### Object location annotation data
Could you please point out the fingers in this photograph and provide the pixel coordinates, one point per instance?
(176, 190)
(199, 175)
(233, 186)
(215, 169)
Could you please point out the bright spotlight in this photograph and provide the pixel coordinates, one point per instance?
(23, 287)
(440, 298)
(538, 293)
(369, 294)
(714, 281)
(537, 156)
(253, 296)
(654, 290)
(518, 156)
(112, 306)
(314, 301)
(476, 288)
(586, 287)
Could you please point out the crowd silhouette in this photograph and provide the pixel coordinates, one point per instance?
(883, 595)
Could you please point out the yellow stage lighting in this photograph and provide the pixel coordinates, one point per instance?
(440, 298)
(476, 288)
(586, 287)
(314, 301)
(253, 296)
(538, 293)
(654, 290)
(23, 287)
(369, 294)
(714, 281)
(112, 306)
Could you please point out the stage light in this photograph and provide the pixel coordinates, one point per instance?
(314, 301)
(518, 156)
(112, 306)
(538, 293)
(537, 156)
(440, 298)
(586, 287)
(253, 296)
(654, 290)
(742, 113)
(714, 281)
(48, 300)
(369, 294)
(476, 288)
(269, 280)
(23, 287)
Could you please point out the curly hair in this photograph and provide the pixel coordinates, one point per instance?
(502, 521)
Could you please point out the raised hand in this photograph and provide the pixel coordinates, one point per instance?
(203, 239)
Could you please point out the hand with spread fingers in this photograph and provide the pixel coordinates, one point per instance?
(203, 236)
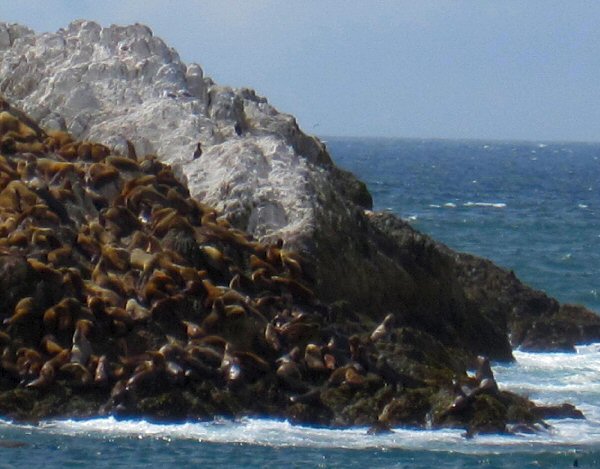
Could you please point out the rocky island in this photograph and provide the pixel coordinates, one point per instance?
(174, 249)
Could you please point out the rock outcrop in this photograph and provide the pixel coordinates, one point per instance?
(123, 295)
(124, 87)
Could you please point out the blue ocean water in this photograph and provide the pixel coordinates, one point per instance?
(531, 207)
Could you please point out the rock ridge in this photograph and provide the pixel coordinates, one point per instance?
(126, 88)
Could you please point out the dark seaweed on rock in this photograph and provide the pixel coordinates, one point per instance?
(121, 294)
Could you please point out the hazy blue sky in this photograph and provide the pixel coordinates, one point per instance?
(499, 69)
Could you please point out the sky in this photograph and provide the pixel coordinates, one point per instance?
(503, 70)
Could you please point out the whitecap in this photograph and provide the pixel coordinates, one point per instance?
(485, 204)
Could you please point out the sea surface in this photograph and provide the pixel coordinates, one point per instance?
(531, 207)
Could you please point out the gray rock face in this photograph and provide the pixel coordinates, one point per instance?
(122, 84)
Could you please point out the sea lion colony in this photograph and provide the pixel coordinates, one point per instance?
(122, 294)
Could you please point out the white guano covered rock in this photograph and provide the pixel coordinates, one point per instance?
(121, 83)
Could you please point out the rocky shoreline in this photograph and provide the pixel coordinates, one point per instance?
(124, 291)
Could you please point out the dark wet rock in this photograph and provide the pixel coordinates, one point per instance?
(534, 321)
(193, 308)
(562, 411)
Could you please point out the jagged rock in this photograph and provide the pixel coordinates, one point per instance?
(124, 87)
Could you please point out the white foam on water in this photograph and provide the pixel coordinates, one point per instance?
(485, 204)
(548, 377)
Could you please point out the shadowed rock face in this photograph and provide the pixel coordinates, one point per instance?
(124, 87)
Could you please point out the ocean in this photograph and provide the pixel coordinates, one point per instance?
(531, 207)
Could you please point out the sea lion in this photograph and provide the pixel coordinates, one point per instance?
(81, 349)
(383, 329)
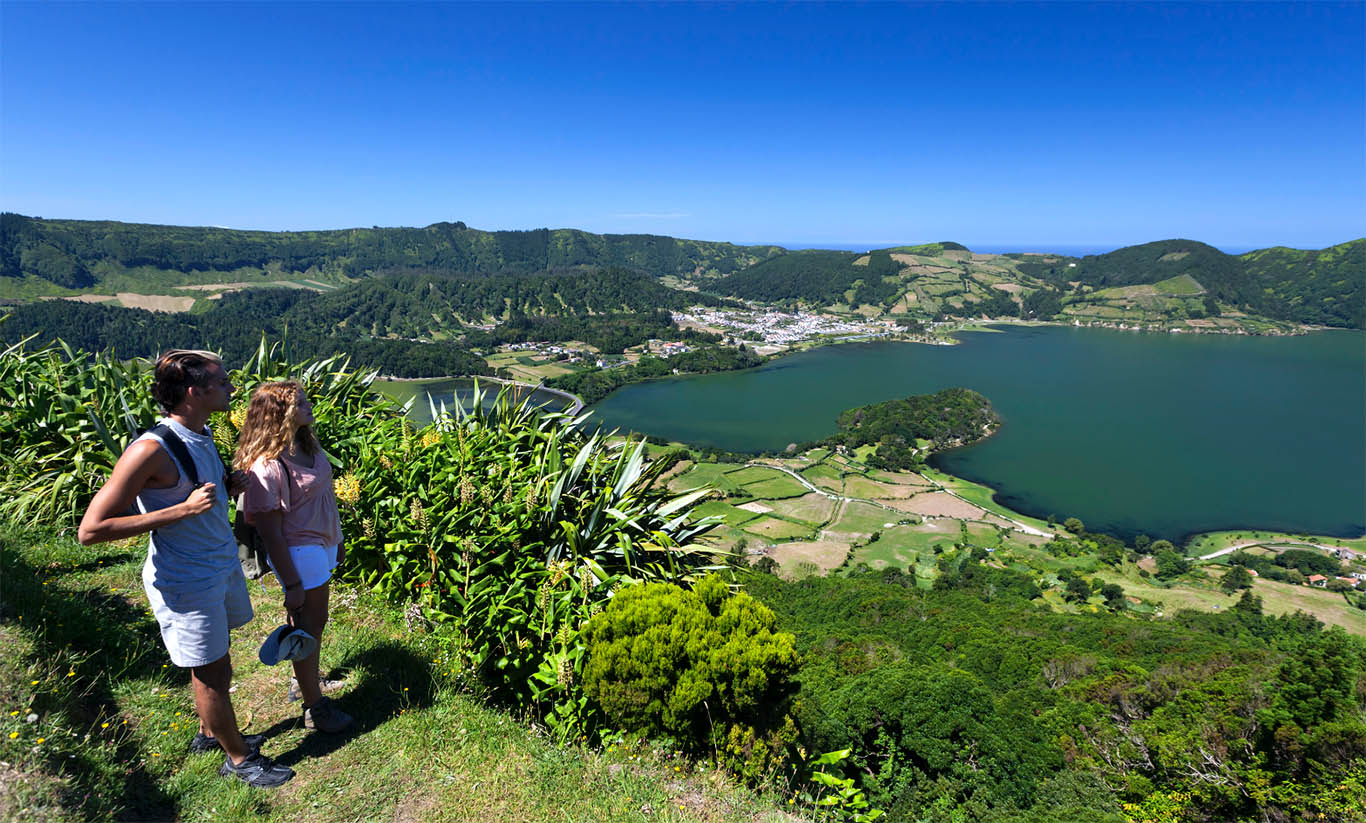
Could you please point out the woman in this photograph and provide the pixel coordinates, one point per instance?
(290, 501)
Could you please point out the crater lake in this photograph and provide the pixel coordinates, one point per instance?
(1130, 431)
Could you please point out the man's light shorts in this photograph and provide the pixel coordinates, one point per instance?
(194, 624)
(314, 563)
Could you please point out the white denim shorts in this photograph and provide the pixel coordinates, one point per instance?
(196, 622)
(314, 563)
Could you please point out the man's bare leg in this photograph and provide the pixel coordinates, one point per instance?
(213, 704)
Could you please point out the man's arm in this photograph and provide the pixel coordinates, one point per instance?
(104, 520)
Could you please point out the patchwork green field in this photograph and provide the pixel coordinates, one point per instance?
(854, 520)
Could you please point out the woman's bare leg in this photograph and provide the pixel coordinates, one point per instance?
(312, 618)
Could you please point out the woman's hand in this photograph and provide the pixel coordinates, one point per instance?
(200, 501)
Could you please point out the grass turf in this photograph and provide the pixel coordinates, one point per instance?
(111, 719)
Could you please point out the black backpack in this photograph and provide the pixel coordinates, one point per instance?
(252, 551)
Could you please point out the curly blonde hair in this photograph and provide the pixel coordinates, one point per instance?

### Request
Copy out every line of the material above exactly, skipping the pictures.

### Reply to the task
Could you please point out the fingers in this photograph and provide the pixel coordinates, one point per instance?
(176, 190)
(199, 175)
(233, 186)
(215, 169)
Could you please point out the bright spotlight in this photograph and provide the pixel coordinates, one point per instance?
(23, 287)
(440, 298)
(538, 293)
(369, 294)
(714, 281)
(537, 156)
(253, 296)
(654, 290)
(518, 156)
(112, 306)
(314, 301)
(476, 288)
(586, 287)
Could you please point out the crowd silhouette in this photograph and provide the pixel coordinates, one point per instance?
(883, 595)
Could you please point out the yellow stage lighting in this photograph and provide the pixel coordinates, one point per instance?
(440, 298)
(476, 288)
(586, 287)
(314, 301)
(253, 296)
(538, 293)
(654, 290)
(23, 287)
(369, 294)
(714, 281)
(112, 306)
Could you please point out the stage light in this photograph and provide the pixel coordinates, one point per instance?
(314, 301)
(518, 156)
(112, 306)
(538, 293)
(537, 156)
(440, 298)
(586, 287)
(253, 296)
(654, 290)
(742, 113)
(714, 281)
(48, 300)
(369, 294)
(476, 288)
(269, 280)
(23, 287)
Could you please point out the curly hair in this photograph and provide the pixel coordinates, one point per instance?
(502, 521)
Could you please point out the raised hand in this photograph and provide the pixel coordinates, one point per instance?
(203, 239)
Could you please point out the hand with spread fingers in this photograph and provide the pixel coordinates, one point per instance?
(203, 236)
Could you please point out the rocky island in this photograph and provide the pixel coordinates, one point per instance?
(174, 249)
Could you please point out the rock outcrop in this photograph and provide the pixel coordinates, one point per instance?
(123, 295)
(124, 87)
Could you please point out the blue ocean water in this photograph and provide the pixel coordinates, one point per instance?
(531, 207)
Could you please point out the rock ridge in this photograph and provide the pixel coordinates, one point per instance?
(126, 88)
Could you please point out the dark seaweed on rock in this photograph and provide the pixel coordinates, one point per instance?
(121, 294)
Could you please point out the hazy blue sky in this photograph and provide the pixel coordinates, one point per instance?
(499, 69)
Could you please point out the sky in this photograph and provide the pixel coordinates, one point per instance?
(503, 70)
Could you please point out the whitecap in this photograph and provide the pixel coordinates, one point per instance?
(485, 204)
Could you please point out the sea surface in this photograph and provide the pixel coordinates, one point per instance?
(531, 207)
Could you please point out the gray rock face in this photograph and provide the pixel coordinates, one point per instance?
(122, 84)
Could you please point out the sea lion colony in this photograph and provide the pixel coordinates, one point per instance?
(122, 294)
Could you please point out the white guano covered rock in this photograph and provide the pixel coordinates, one point per instance?
(121, 83)
Could you please point out the rocky shoreline in this photograph and provide the pixel coordinates, one point per instance?
(124, 291)
Could you please point out the dark wet rock in this photograph and provide the pixel coordinates, one point per instance?
(534, 321)
(193, 308)
(562, 411)
Could you please point out the jagged rock in this photograph and provide the pixel coordinates, one point per instance?
(124, 87)
Could you please point out the white foam on water in this photograph and provide the pixel coordinates, one point per instance?
(485, 204)
(548, 377)
Could you please point out the shadowed rock face in this photograph and provide the pixel coordinates, one point per instance?
(124, 87)
Could you please point out the ocean in this photograph and provide the pixel coordinates, one point per instance?
(531, 207)
Could you please point out the sea lion in this photograph and provide the pixel coordinates, one point per instance?
(81, 349)
(383, 329)
Could you please point out the woman in this photograph and provide the pixel coordinates, one point per instance?
(290, 501)
Could you please point out the crater lake in this photograph and provide the pixel coordinates, one point per instance?
(1130, 431)
Could you please point out the man's light shorts in this photograph and provide the pixel coordinates, one point per instance?
(194, 624)
(314, 563)
Could you please point out the white denim shorts in this photograph and provide the pixel coordinates, one point per instance?
(196, 622)
(314, 563)
Could you please point out the man's bare leg in this photograph and provide the pixel coordinates, one point per instance?
(213, 704)
Could you please point out the man's arm in this photograph and provide the pixel coordinates, one point per instance?
(104, 520)
Could you please point out the patchwork green field in this photograph and provide the pixel coordinates, one point per instance?
(854, 520)
Could you please point out the woman's bare leg in this photograph and provide the pixel coordinates, one point per instance?
(312, 618)
Could you please point out the woman's hand in this photograph and provide the pixel coordinates, one point per instance?
(200, 501)
Could you please point out the grass turf in this photograph and provide the pixel coordinates, one point per instance?
(111, 719)
Could you please point out the black backpack in this photograph and provide the pixel coordinates, one point per instance?
(252, 551)
Could you please point out the curly blonde hair in this photograph and provide the pixel coordinates, one point per instance?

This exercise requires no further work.